QUOTED PASSAGE:
***

Biting is a very common behaviour among toddlers.
Children bite in order to cope with a challenge or fulfil a need. For example, your child may be biting to express a strong feeling (like frustration), communicate a need for personal space (maybe another child is standing too close) or to satisfy a need for oral stimulation. Trying your best to understand the underlying cause of the biting will help you develop an effective response. This makes it more likely that you will be successful in eliminating the behaviour.
Strategies to Prevent Biting
If you see signs that your child might be on the verge of biting, you can:
Distract your child with a toy or book. Suggest looking out the window or take a walk to another room or outside. The goal is to reduce the tension and shift your child’s attention.
Suggest how your child might handle the situation that is triggering the need to bite. For example: Marcus, you can tell Ana: “You are a little too close to me. I don’t like it when you touch my hair.” If you think your child might be biting due to a need for oral stimulation, offer your child something he can safely bite and chew—a cracker, some carrot sticks, or a teether.

***

INFORMATION PROVIDED:
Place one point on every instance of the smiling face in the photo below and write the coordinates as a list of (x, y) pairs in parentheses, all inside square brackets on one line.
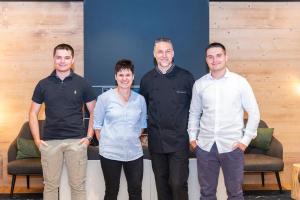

***

WRITTEN REQUEST 1:
Answer the following about the passage on toddler biting, one line each:
(a) What is named as an example of a strong feeling a child may express by biting?
(b) What is the stated goal of distracting the child with a toy or book?
(c) What three things are suggested for a child who may need oral stimulation?
WRITTEN REQUEST 2: Repeat the part of the passage on toddler biting that opens with the words containing "Suggest how your" and closes with "or a teether.".

WORKED SOLUTION 1:
(a) Frustration.
(b) To reduce the tension and shift the child's attention.
(c) A cracker, some carrot sticks, or a teether.

WORKED SOLUTION 2:
Suggest how your child might handle the situation that is triggering the need to bite. For example: Marcus, you can tell Ana: “You are a little too close to me. I don’t like it when you touch my hair.” If you think your child might be biting due to a need for oral stimulation, offer your child something he can safely bite and chew—a cracker, some carrot sticks, or a teether.